| How to complete this task |
Search the records below for "house"; copy each line that has it.

| Exercise materials |
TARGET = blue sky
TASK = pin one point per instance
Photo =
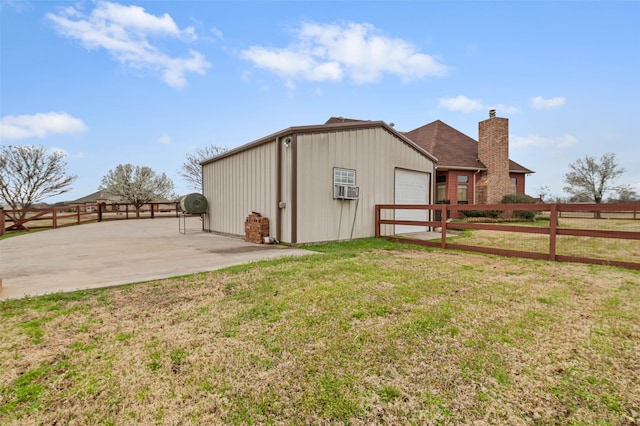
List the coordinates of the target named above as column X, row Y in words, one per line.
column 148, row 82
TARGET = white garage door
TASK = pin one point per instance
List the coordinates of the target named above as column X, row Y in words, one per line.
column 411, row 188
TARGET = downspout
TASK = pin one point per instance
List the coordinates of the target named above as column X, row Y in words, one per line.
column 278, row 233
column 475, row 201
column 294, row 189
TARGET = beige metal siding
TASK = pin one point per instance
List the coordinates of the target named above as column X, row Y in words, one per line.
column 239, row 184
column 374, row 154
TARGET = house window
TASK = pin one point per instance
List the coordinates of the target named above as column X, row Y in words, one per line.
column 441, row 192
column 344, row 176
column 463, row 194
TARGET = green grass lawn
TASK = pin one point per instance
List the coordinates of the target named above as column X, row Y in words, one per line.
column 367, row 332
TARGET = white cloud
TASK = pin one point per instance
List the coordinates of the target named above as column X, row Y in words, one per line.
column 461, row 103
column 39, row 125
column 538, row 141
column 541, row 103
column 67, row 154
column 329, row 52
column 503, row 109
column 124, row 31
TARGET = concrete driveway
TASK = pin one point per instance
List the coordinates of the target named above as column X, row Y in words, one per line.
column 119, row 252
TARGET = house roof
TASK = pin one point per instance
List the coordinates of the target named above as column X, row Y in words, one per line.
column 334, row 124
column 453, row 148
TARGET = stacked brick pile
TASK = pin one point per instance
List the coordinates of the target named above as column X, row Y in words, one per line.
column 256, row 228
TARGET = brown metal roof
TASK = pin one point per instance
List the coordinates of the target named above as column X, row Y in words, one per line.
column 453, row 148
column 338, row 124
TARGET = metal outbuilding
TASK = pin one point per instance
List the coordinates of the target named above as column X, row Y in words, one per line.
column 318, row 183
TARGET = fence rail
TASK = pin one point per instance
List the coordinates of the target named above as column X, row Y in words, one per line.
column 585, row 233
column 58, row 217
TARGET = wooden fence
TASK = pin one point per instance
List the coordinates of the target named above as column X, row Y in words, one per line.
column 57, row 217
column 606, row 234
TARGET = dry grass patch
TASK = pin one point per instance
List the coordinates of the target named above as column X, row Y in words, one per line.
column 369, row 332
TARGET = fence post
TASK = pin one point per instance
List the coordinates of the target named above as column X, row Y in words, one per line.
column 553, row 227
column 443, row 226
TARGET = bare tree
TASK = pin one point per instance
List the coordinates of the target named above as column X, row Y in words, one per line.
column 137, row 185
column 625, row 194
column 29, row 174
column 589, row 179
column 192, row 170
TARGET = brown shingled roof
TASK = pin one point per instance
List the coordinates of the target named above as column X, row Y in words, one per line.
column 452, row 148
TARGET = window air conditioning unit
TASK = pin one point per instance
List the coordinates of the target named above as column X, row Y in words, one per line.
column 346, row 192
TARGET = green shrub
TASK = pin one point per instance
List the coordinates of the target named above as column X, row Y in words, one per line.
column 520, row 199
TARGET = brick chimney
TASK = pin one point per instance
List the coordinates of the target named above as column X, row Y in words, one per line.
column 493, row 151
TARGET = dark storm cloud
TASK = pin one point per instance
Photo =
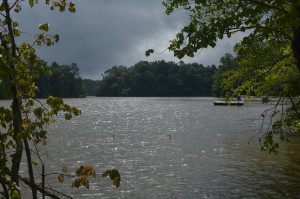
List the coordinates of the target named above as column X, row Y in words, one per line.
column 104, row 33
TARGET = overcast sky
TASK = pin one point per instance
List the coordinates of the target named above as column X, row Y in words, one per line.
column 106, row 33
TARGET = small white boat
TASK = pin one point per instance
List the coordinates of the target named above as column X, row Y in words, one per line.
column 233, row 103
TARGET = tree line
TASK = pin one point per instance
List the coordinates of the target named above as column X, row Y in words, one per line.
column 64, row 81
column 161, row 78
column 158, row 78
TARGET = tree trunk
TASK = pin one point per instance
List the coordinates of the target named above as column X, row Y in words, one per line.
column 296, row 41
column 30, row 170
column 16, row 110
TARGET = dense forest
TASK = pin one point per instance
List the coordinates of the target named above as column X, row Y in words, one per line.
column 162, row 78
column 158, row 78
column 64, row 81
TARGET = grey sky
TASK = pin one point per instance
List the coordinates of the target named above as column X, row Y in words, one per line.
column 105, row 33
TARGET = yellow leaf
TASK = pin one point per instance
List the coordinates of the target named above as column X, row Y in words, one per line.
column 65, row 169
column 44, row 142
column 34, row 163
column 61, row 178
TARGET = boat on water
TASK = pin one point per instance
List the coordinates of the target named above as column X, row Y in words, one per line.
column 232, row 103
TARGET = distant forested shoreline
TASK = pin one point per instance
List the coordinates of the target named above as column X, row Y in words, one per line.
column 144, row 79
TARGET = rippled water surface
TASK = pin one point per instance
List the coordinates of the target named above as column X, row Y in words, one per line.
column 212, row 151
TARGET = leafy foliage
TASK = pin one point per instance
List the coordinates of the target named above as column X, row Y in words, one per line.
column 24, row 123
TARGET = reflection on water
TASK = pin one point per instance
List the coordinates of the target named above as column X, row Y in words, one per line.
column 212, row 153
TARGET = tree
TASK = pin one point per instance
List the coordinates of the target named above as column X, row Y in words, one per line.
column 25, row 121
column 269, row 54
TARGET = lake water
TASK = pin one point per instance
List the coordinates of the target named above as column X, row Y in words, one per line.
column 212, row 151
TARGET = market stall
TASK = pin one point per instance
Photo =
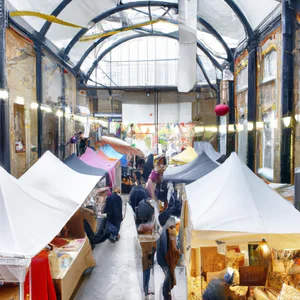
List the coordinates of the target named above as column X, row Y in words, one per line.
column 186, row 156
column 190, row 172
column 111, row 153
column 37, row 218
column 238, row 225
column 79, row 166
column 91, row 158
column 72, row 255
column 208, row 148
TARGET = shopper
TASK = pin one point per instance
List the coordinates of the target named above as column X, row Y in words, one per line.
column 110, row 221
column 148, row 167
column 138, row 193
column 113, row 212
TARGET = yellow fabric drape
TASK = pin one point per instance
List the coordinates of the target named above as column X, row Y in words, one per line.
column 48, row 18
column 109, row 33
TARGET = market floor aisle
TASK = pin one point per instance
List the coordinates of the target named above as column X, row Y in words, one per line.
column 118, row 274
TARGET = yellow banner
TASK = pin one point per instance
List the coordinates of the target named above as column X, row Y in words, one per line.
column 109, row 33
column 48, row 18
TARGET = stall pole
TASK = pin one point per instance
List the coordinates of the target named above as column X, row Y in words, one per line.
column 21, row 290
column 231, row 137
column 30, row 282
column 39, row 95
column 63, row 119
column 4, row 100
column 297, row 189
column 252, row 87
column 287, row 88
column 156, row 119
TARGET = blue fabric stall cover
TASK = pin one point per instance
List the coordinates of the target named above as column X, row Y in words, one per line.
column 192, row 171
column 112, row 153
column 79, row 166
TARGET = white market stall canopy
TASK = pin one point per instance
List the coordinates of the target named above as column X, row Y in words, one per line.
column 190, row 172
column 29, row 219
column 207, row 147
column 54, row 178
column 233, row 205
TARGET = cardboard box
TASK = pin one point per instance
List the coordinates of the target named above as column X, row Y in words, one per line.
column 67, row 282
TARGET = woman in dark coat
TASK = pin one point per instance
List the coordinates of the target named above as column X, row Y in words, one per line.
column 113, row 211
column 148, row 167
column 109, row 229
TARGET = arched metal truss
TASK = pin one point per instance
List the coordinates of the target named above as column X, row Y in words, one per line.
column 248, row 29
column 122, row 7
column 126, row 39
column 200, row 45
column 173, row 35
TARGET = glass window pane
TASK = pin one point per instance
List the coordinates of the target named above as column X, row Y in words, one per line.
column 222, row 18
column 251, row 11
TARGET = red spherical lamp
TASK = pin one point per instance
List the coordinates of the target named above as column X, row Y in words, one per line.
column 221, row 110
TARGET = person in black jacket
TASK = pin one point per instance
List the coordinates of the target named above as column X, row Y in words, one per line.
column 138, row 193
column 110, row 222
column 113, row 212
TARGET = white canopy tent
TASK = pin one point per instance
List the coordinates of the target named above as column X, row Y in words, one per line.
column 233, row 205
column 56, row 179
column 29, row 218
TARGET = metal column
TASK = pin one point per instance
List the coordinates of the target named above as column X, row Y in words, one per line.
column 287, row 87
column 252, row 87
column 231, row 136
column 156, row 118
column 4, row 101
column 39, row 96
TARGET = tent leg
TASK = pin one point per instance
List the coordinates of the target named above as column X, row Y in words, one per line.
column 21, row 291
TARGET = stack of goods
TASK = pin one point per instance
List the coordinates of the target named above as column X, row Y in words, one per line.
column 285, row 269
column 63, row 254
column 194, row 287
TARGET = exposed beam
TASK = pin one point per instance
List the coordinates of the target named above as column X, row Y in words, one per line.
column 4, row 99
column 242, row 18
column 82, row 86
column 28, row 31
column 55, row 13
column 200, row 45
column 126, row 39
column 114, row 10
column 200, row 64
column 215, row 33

* * *

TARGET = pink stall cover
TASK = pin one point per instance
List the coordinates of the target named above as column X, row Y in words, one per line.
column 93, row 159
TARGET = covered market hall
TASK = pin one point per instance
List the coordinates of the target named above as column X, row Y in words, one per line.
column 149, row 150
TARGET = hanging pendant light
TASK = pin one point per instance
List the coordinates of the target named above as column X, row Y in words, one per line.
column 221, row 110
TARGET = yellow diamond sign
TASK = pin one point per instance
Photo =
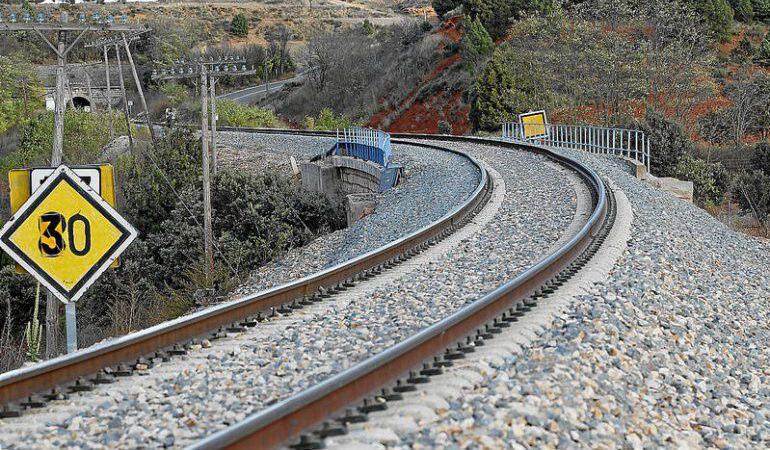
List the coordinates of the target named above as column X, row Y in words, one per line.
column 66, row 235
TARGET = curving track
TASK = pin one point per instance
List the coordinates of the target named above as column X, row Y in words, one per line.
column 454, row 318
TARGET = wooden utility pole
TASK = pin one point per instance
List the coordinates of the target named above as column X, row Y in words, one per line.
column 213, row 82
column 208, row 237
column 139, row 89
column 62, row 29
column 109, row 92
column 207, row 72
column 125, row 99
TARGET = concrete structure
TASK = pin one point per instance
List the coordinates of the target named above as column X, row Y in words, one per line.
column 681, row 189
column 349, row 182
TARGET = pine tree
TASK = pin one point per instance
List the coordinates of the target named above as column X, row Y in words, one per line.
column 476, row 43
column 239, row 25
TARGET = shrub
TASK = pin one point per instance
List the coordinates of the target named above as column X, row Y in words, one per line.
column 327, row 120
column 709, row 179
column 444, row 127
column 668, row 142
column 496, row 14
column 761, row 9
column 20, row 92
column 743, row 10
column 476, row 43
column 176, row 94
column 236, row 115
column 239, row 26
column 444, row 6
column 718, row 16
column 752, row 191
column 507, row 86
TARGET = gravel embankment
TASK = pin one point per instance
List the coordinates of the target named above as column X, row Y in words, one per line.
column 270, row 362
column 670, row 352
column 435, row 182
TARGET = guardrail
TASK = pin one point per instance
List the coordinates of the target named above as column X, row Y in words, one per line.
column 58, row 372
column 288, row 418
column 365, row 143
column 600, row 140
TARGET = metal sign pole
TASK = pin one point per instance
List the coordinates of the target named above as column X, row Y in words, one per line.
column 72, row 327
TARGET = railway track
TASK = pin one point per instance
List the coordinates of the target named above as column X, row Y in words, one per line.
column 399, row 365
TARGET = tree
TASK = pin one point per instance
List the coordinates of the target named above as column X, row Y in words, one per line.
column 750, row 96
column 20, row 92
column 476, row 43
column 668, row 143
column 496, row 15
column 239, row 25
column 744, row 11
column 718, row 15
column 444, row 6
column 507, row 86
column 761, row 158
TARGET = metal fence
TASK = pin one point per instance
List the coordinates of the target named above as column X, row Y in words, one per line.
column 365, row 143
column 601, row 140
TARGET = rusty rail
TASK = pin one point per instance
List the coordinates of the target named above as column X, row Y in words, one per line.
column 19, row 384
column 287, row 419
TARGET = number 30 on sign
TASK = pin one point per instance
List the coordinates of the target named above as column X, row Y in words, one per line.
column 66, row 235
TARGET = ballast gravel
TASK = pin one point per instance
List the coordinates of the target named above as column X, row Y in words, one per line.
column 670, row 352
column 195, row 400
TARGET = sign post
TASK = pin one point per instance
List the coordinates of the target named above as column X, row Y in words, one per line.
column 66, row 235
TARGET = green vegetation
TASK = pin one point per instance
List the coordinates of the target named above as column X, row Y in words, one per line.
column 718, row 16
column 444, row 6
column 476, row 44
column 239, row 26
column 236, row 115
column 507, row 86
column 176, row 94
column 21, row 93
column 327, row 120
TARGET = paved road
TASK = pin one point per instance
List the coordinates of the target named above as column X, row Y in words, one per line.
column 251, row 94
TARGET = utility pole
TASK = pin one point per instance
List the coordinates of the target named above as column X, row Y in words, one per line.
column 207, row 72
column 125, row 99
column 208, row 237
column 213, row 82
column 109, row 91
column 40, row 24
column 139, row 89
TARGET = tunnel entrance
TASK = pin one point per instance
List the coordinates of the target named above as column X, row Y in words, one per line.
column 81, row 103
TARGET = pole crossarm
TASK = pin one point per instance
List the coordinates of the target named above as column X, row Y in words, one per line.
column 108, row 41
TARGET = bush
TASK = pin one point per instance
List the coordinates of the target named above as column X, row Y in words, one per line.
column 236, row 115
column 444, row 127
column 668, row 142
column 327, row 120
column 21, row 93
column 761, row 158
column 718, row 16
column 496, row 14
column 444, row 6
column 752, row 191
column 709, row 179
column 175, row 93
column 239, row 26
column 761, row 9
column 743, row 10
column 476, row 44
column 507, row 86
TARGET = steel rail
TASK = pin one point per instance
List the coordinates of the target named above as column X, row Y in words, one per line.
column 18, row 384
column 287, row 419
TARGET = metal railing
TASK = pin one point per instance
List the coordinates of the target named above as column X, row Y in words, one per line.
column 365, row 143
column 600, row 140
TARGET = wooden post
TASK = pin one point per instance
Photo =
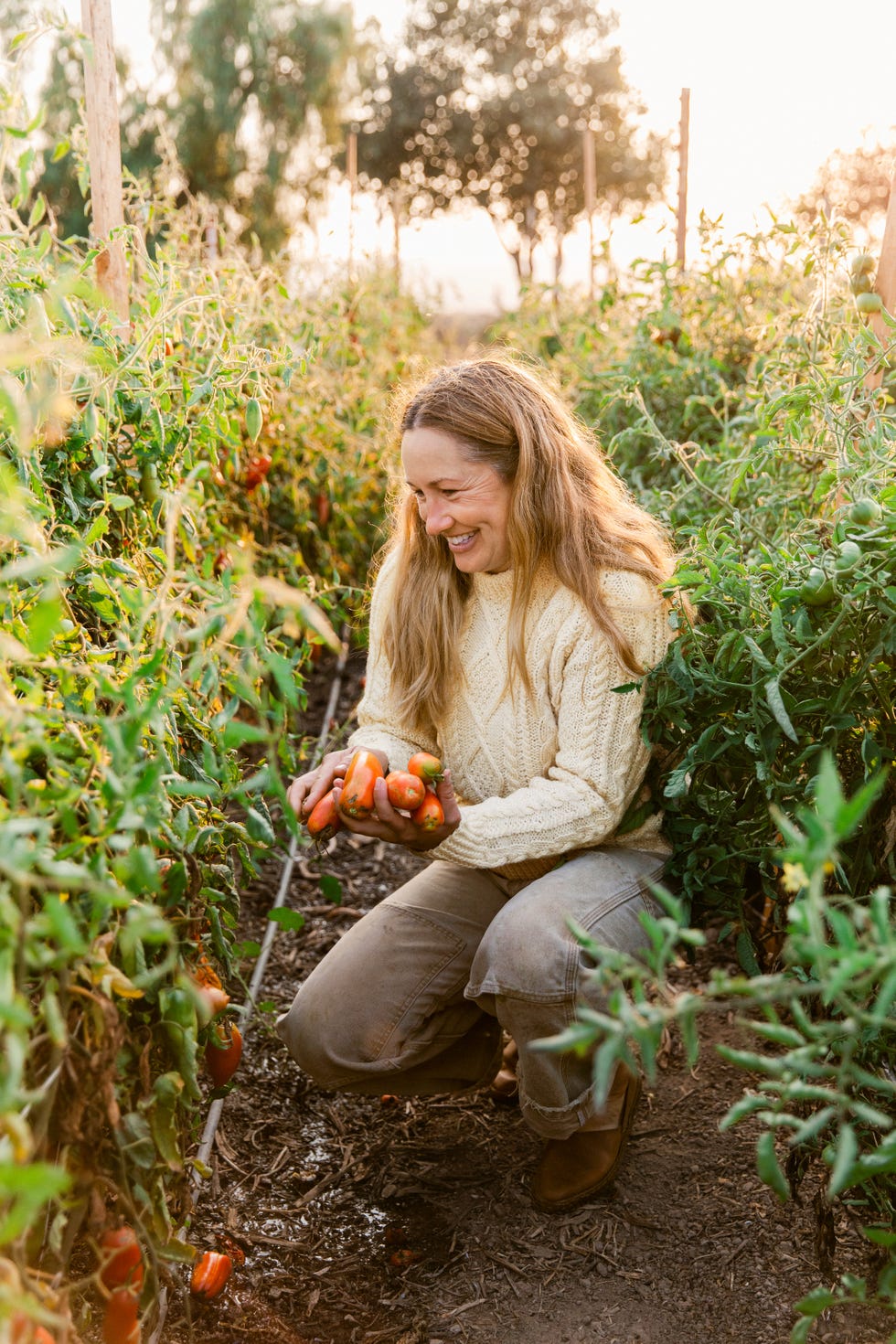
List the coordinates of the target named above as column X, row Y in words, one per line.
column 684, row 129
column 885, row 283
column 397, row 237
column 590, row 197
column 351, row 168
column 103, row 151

| Exercise solution |
TARGET = house window
TARGET = house roof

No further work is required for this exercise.